#### [Extrait du document]
========
Réunion du 30 juin 2011 à 15h00
Organisation de la médecine du travail — Discussion générale

Photo issue du site de l'Assemblée nationale ou de WikipediaLionel Tardy :

Madame la présidente, monsieur le ministre, mes chers collègues, le texte que nous examinons cet après-midi va clairement dans le bon sens. J'espère qu'il pourra contribuer à résoudre certaines difficultés et, surtout, à rendre à la médecine du travail le rôle qu'elle a peu à peu perdu.

Vous me permettrez de vous faire part de mon expérience personnelle. Chef d'entreprise dans le domaine des services, donc assez peu concerné par les maladies professionnelles, j'ai une vision assez lointaine de la médecine du travail. À mes yeux, elle représente surtout un coût élevé, pour un service on ne peut plus réduit. Alors même que la cotisation est annuelle, la visite médicale obligatoire de mes salariés n'a lieu que tous les deux ans et se résume à un examen médical standard et très sommaire : passage par l'urinoir, prise de tension et quelques questions générales. Mis à part l'ergonomie des fauteuils et l'impact de la luminosité des écrans, il n'y a guère de risque de maladie professionnelle. En dix ans d'activité, aucun médecin du travail n'a franchi les portes de mon entreprise. J'ai donc tendance à trouver, et je suis loin d'être le seul, que je paie cher pour pas grand-chose alors que, très souvent, la visite médicale obligatoire est le seul lien de mes salariés avec le monde médical. Il y aurait sans doute des choses à revoir sur la répartition des cotisations entre secteurs d'activité.
========
#### [Matériel fourni]
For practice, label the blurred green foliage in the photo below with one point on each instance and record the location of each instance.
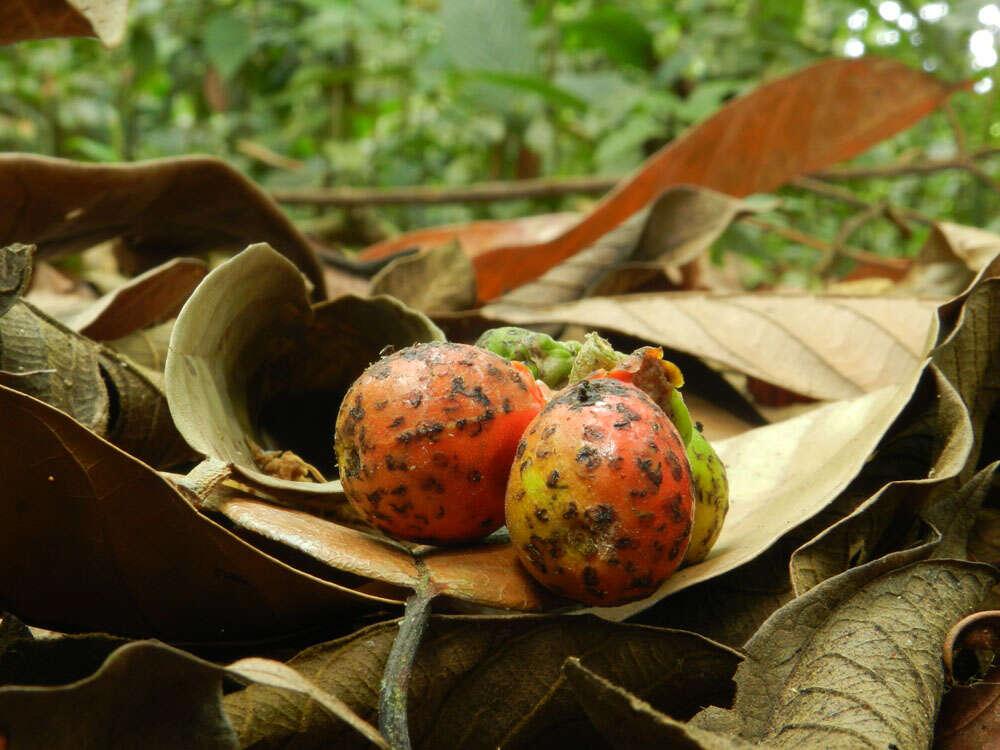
(407, 92)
========
#### [Consigne]
Pouvez-vous reprendre l'intervention sur la médecine du travail juste après sa dernière phrase ? Le matériel fourni ne sert pas ici.

#### [Réponse]
Il faudrait également améliorer les contacts entre la médecine du travail et les chefs d'entreprise, et notamment les patrons de PME. Certes, cela ne relève pas de la loi, mais il n'est pas interdit au législateur d'indiquer l'esprit dans lequel il souhaite qu'elle soit appliquée.

Actuellement, les patrons de PME ont l'impression de subir les procédures sans être écoutés et sans pouvoir réellement se défendre. Il serait vraiment nécessaire que les médecins du travail viennent plus souvent visiter les locaux des entreprises, dialoguent avec les chefs d'entreprise pour comprendre leurs contraintes et faire de la prévention.

Il faudrait également que le médecin du travail informe tout simplement le chef d'entreprise des décisions qu'il prend. Trop souvent, le chef d'entreprise est informé par le document de la CPAM que l'arrêt de travail délivré à l'un de ses salariés par la médecine du travail est lié à une maladie professionnelle.

J'ai quelques exemples de décisions très coûteuses pour les entreprises qui auraient pu être évitées par un contact téléphonique préalable entre le chef d'entreprise et le médecin du travail. J'ai ainsi vu, en Haute-Savoie, une personne licenciée pour inaptitude à quinze jours de la date où elle pouvait partir en retraite, sans aucune concertation.

Sur l'inaptitude et ses conséquences, il y aurait aussi beaucoup à redire. Là encore, les chefs d'entreprise se sentent désarmés et estiment qu'il existe une véritable présomption de maladie professionnelle. Parfois, c'est presque à l'employeur de prouver qu'une inaptitude physique ou une maladie n'a rien à voir avec le travail, ce qui est difficile, voire impossible.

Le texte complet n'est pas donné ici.